**Extracted data**
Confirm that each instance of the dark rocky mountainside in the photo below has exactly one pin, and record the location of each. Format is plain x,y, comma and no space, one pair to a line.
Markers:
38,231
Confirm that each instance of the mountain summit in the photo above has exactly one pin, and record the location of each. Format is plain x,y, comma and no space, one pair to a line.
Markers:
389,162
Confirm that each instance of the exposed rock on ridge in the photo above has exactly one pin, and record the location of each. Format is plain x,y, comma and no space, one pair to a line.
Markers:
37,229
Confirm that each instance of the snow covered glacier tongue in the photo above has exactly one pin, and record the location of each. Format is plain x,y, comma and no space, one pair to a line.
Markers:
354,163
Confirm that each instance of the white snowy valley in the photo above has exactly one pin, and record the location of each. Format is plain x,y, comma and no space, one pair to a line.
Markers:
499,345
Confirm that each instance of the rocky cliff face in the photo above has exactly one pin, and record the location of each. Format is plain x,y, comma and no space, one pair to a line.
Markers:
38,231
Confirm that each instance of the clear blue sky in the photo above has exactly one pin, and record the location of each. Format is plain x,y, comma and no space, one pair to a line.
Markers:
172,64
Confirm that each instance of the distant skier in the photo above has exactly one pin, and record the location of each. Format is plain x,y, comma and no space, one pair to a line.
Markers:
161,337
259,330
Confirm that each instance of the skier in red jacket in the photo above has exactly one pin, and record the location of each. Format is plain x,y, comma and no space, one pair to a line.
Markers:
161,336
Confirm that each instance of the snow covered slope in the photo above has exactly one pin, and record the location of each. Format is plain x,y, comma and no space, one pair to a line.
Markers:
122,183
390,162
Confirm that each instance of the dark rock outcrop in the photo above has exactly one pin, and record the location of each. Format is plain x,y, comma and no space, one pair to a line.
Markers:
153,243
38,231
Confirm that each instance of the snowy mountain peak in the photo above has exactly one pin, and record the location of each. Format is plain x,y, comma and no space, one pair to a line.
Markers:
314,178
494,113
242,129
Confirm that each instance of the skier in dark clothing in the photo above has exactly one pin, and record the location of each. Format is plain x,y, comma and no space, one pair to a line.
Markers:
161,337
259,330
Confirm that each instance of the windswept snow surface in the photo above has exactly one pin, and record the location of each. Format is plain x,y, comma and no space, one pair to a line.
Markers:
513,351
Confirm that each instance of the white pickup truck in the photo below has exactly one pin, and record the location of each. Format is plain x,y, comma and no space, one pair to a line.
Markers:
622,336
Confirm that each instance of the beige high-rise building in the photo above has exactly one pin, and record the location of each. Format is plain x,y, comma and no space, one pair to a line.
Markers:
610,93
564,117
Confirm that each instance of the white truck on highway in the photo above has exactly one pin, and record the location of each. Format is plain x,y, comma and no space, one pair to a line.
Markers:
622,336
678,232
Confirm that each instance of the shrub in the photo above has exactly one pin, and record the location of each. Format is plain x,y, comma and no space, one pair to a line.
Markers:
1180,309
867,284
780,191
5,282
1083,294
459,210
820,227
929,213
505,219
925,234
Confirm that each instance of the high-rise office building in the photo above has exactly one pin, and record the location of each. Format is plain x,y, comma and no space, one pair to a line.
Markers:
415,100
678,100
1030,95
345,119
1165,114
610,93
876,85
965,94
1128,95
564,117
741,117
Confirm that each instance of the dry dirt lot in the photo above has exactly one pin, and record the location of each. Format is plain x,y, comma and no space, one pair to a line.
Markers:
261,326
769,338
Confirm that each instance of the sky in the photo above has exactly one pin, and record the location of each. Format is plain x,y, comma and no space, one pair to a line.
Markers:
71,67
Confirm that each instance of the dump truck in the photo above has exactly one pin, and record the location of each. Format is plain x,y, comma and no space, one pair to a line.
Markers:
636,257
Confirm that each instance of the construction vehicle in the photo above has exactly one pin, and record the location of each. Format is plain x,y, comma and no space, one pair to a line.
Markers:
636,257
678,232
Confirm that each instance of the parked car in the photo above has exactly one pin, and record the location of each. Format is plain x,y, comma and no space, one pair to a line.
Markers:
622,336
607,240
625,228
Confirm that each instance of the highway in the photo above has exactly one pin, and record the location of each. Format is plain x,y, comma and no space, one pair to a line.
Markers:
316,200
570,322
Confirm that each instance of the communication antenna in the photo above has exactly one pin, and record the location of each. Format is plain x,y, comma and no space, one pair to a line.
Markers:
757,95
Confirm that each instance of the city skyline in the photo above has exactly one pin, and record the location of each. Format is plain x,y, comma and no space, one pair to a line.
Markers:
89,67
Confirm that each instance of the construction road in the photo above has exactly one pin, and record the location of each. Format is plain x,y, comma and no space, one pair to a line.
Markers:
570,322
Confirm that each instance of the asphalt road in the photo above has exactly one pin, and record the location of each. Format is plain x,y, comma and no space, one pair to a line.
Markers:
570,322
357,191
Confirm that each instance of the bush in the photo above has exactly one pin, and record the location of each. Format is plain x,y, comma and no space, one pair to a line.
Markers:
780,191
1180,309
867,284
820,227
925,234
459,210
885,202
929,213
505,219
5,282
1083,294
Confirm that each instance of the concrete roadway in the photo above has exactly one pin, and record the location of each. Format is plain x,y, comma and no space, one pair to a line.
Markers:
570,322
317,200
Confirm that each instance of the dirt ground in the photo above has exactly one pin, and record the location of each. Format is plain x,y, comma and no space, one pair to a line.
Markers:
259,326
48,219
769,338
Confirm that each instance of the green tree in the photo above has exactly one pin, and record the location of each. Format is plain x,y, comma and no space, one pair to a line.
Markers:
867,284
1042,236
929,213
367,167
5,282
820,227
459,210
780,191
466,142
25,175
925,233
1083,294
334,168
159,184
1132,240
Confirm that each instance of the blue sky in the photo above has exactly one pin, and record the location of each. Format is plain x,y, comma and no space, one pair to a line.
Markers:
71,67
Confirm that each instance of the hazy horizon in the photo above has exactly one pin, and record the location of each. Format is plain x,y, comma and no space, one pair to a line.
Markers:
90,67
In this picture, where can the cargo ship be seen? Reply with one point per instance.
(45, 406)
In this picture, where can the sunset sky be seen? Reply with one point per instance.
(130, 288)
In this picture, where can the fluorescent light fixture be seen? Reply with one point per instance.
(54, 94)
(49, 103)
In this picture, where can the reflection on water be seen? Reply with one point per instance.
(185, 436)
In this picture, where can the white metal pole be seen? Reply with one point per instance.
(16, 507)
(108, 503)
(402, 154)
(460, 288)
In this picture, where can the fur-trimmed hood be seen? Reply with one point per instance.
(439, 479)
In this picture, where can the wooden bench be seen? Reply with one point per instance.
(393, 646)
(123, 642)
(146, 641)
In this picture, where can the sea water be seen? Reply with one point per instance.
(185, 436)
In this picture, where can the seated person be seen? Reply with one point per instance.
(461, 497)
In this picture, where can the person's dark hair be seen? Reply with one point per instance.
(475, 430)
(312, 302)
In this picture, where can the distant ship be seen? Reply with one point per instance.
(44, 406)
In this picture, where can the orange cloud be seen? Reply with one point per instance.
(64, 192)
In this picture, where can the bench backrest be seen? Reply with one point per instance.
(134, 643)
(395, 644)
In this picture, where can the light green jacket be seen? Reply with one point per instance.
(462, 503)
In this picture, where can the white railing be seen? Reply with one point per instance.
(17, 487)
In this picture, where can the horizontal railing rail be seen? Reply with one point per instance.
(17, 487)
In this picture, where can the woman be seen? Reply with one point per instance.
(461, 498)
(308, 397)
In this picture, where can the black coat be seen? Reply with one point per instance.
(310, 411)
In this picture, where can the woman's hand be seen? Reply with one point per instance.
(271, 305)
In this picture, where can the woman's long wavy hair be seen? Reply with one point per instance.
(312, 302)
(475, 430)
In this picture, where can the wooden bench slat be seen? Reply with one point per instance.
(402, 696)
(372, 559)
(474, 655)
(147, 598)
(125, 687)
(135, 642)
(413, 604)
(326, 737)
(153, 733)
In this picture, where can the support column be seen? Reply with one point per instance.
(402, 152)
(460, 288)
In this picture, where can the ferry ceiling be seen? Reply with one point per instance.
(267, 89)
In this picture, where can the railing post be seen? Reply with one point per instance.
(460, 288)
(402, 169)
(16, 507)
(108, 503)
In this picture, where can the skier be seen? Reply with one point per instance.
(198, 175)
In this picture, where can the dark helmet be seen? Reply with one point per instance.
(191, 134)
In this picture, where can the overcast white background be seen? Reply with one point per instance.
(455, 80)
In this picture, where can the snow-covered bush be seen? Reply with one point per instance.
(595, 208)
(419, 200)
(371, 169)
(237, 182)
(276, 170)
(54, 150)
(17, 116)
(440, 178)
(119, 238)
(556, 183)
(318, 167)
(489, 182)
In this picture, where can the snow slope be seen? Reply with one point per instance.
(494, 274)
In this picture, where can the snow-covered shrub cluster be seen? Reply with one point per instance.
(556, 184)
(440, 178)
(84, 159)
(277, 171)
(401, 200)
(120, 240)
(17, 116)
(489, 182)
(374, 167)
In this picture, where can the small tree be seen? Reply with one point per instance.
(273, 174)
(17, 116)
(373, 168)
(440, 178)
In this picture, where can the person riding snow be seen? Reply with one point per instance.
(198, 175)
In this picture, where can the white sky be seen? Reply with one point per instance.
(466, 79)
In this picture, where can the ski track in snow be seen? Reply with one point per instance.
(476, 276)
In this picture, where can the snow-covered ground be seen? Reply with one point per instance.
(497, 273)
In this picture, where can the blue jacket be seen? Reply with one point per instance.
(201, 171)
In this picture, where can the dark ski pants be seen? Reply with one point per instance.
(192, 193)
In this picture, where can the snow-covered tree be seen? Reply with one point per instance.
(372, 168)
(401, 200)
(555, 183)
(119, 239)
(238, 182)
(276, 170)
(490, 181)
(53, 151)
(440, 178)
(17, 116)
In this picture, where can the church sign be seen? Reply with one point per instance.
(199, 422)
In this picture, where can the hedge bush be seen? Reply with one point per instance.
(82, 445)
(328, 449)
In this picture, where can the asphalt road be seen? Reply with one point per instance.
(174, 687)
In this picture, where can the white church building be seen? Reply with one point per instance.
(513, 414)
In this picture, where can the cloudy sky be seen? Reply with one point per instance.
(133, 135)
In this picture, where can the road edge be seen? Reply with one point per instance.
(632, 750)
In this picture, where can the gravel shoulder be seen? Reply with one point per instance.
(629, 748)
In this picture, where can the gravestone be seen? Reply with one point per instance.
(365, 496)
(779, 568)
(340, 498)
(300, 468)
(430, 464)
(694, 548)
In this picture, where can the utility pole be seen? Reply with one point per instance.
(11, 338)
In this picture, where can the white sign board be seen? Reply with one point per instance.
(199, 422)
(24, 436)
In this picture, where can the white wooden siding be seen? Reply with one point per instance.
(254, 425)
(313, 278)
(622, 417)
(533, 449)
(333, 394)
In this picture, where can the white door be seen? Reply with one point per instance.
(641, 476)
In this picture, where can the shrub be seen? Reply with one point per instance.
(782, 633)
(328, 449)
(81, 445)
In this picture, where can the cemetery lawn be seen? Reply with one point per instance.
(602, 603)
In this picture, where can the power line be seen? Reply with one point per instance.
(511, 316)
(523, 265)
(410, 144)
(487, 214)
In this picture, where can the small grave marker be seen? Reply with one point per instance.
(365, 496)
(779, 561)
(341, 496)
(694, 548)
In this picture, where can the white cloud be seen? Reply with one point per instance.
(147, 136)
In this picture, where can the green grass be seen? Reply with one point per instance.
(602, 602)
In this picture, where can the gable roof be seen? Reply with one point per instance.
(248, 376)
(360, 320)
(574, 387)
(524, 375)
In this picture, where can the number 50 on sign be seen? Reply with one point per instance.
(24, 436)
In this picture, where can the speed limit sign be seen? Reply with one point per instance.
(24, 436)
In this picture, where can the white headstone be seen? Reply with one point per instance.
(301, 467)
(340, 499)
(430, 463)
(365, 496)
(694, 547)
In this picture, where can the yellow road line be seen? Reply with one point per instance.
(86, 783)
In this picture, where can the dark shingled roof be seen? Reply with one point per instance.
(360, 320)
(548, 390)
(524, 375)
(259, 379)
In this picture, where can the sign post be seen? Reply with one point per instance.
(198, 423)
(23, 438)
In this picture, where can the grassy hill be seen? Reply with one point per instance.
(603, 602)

**Exercise goal**
Whenever "rocky" occurs in a line above, copy that line.

**Task response**
Confirm that each instance of the dark rocky mountainside in the photo below has exactly one pin, and record the location of each. Format is plain x,y, comma and no space, one pair to a line.
Confirm that each instance of the rocky cliff face in the photo above has exactly one pin, and record the location of each. Format is plain x,y, comma and no space, one pair to a line.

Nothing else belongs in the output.